» Data to examine
====================

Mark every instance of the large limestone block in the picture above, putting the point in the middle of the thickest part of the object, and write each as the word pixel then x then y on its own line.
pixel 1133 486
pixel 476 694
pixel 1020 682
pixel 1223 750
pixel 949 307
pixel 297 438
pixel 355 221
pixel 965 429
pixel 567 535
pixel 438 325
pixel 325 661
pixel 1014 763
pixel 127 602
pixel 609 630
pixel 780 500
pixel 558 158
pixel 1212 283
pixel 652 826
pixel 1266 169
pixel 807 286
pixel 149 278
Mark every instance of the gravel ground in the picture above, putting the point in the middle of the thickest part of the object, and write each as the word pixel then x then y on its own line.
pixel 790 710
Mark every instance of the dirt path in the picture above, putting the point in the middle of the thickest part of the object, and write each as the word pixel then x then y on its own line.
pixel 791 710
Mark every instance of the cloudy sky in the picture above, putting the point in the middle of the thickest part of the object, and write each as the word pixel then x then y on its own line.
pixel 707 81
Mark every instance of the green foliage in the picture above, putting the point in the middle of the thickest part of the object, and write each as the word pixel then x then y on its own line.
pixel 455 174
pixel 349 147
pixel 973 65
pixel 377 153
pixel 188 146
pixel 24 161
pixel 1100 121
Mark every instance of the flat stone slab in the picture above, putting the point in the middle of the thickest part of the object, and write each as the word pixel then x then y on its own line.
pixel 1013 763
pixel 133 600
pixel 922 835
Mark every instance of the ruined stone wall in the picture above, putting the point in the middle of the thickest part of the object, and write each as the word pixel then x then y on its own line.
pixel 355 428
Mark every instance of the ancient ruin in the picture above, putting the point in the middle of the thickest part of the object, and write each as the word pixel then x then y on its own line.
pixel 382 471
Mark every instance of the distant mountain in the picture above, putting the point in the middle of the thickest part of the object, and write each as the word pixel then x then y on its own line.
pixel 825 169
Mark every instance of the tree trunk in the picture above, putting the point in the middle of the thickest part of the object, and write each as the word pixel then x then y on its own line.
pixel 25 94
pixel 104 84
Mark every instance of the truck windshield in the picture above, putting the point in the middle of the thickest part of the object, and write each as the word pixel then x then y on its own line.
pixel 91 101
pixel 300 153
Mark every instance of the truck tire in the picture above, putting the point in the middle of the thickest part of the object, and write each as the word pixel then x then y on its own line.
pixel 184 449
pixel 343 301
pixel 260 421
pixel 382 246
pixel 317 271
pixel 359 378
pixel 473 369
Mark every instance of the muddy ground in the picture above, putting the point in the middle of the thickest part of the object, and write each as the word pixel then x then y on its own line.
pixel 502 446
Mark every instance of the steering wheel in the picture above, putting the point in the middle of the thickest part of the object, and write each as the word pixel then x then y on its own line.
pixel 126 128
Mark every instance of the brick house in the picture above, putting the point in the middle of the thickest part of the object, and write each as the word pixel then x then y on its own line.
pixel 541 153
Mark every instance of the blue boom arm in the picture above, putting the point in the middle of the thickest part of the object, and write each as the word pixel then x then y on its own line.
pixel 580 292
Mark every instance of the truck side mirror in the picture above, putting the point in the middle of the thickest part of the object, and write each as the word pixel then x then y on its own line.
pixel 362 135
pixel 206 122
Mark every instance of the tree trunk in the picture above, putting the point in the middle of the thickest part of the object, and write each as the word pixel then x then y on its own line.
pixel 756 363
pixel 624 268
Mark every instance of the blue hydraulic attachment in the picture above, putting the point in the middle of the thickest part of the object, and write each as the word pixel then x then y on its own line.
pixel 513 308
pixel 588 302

====================

» Exercise requirements
Your response must repeat all of the material above exactly.

» Answer section
Mark every instance of the large limestone block in the picture above, putting the point in the middle of the thickest part of the object, and write each as the word pixel then x then y on its own line.
pixel 1133 486
pixel 476 694
pixel 1020 682
pixel 1223 750
pixel 949 307
pixel 297 438
pixel 355 221
pixel 965 429
pixel 567 535
pixel 438 325
pixel 325 661
pixel 1014 763
pixel 127 602
pixel 609 630
pixel 780 500
pixel 558 158
pixel 1212 283
pixel 652 826
pixel 1266 169
pixel 807 286
pixel 149 278
Mark every instance of the gravel ground in the picture above, putting the point in the middle of the thickest part of the object, and write each as the word pixel then x then y on its own line.
pixel 790 710
Mark every instance of the dirt path in the picture above, putting the point in the middle of the thickest part of the object, and write each as the word pixel then x then y on its own line.
pixel 791 710
Mark every instance of the cloudy sky in the picture above, putting the point in the middle of the thickest part of the object, and write each as the word pixel then x then y on its own line.
pixel 707 81
Mark every instance of the green foliage in the picture above, putting the point in the middle of the thickest part of the object, and write each as the word pixel then x then y on its own line.
pixel 455 174
pixel 349 147
pixel 973 65
pixel 377 153
pixel 188 146
pixel 24 161
pixel 1100 121
Mark every instance of the flat stone slab in the picture above, putting the point in the middle of the thickest part of the object, and write each as the word pixel then x then y on its own line.
pixel 1013 763
pixel 133 600
pixel 922 835
Mark every instance of the ruined stone wall in the picture above, putting the point in the middle of the thickest part of the object, and write each as the word pixel then x then y on its own line.
pixel 355 428
Mark every instance of the ancient ruin in the picture above, putting the point in the middle of the thickest part of the object, and write each as the word pixel then x then y on its own line.
pixel 382 471
Mark every instance of the distant mountain in the picture above, putting the point in the middle of the thickest part of the object, and write each as the word pixel then x then y on its own line.
pixel 825 169
Mark every instance of the tree trunk in the picture above, putting the point in the middle of the thickest part of the object, and write each as the word pixel then x then y on its own line.
pixel 25 94
pixel 104 84
Mark every instance of the truck windshield in the picture above, putting the point in the middle of the thickest part of the object, and write each as the word pixel then x then y on its own line.
pixel 91 101
pixel 300 153
Mark every instance of the truck tire in the picture above, putting the point in the middle of the thickest part of the object, and write each as the word pixel then x then y on its own line.
pixel 184 449
pixel 343 301
pixel 260 421
pixel 382 246
pixel 317 271
pixel 359 378
pixel 473 369
Mark every instance of the muddy ground in the picture above, putting the point in the middle of the thickest part of the object, and write each as the word pixel then x then y on its own line.
pixel 502 446
Mark every instance of the steering wheel in the picture above, putting the point in the middle of the thickest part of the object, and write each as the word pixel then x then y on its own line.
pixel 126 128
Mark every instance of the brick house in the picture above, putting the point in the middle of the thickest part of the object, and write each as the word pixel then x then y on its own line.
pixel 541 153
Mark every instance of the blue boom arm in the picture above, putting the point in the middle of the thickest part of the object, and write each as the word pixel then x then y on its own line.
pixel 580 292
Mark every instance of the truck side mirror in the picture above, putting the point in the middle of the thickest part of the object, and write each as the word pixel then x then y on its own line.
pixel 362 135
pixel 206 122
Mark every instance of the tree trunk in the picture above, putting the point in the middle of the thickest part of the object, and write each as the word pixel then x then y on its own line.
pixel 756 363
pixel 624 268
Mark every instance of the blue hydraulic attachment in the picture above, putting the point in the middle of the thickest part of the object, and write each as the word pixel then x then y on its own line.
pixel 513 308
pixel 588 302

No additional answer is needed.